--- start Excerpt to read ---
I am running my Python script in the background in my Ubuntu machine (12.04) like this -

nohup python testing.py > test.out &

Now, it might be possible that at some stage my above Python script can die for whatever reason.

So I am thinking to have some sort of cron agent in bash shell script which can restart my above Python script automatically if it is killed for whatever reason.

Is this possible to do? If yes, then what's the best way to solve these kind of problem?


After creating the testing.conf file like this -

chdir /tekooz
exec python testing.py

I ran below sudo command to start it but I cannot see that process running behind using ps ax?

root@bx13:/bezook# sudo start testing
testing start/running, process 27794
root@bx13:/bezook# ps ax | grep testing.py
27806 pts/3    S+     0:00 grep --color=auto testing.py

Any idea why px ax is not showing me anything? And how do I check whether my program is running or not?

This is my python script -

while True:
    print "Hello World"

12 Answers 12


On Ubuntu (until 14.04, 16.04 and later use systemd) can use upstart to do so, better than a cron job. You put a config setup in /etc/init and make sure you specify respawn

It could be a minimal file /etc/init/testing.conf (edit as root):

chdir /your/base/directory
exec python testing.py

And you can test with /your/base/directory/testing.py:

from __future__ import print_function

import time

with open('/var/tmp/testing.log', 'a') as fp:
    print(time.time(), 'done', file=fp)

and start with:

sudo start testing

and follow what happens (in another window) with:

tail -f /var/tmp/testing.log

and stop with:

sudo stop testing

You can also add [start on][2] to have the command start on boot of the system.
--- end Excerpt to read ---
--- start Information shown ---
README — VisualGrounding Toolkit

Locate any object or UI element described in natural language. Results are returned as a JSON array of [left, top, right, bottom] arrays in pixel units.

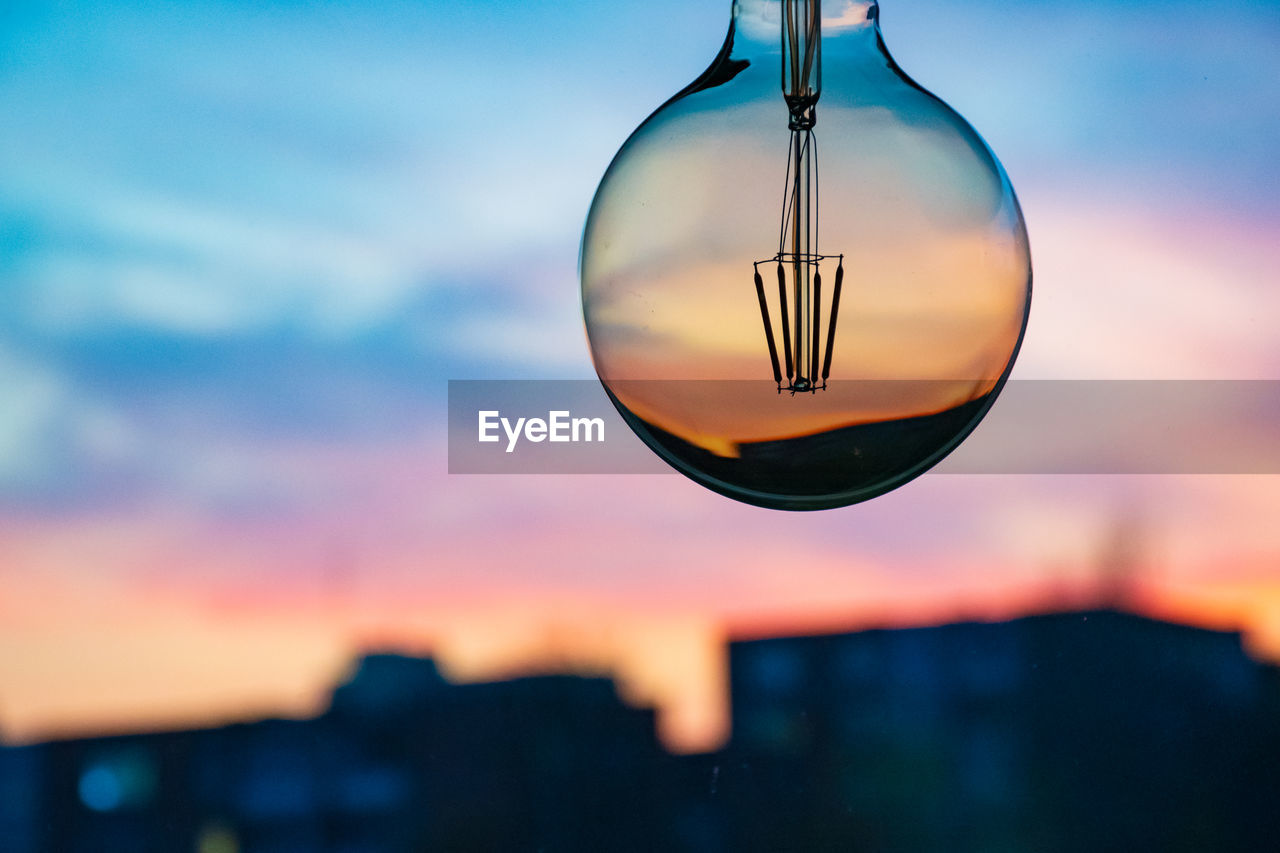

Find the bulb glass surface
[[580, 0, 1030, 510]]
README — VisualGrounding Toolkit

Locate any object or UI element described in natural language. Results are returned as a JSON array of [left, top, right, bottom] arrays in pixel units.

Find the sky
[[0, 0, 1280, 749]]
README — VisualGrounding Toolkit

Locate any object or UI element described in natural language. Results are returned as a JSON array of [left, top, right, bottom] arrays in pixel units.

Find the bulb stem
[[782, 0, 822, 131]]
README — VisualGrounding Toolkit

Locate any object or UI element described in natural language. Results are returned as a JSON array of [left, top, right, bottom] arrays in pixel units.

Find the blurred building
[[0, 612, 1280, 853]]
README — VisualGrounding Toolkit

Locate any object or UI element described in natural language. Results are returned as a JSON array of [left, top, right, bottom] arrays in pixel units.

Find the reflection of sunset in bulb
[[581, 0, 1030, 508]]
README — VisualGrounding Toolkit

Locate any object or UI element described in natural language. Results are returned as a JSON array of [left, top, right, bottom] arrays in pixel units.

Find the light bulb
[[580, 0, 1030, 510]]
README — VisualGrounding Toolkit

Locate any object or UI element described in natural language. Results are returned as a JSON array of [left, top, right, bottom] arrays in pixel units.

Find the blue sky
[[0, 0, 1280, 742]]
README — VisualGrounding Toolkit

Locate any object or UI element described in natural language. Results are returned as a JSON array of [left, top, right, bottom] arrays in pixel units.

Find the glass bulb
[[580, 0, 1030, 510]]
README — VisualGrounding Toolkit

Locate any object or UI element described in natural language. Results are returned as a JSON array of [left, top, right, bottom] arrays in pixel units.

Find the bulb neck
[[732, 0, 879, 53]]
--- end Information shown ---
■ Set tasks ■
- 1) Copy the passage on restarting a Python script, starting with "So I am thinking" and going on through "using ps ax?", substituting "watchdog process" for "cron agent".
- 2) In the passage on restarting a Python script, what must be specified in the upstart config so that the script is restarted?
The records are separate material, unrelated to the passage on restarting a Python script.

■ Exercise responses ■
- 1)
So I am thinking to have some sort of watchdog process in bash shell script which can restart my above Python script automatically if it is killed for whatever reason.

Is this possible to do? If yes, then what's the best way to solve these kind of problem?


After creating the testing.conf file like this -

chdir /tekooz
exec python testing.py

I ran below sudo command to start it but I cannot see that process running behind using ps ax?

- 2) respawn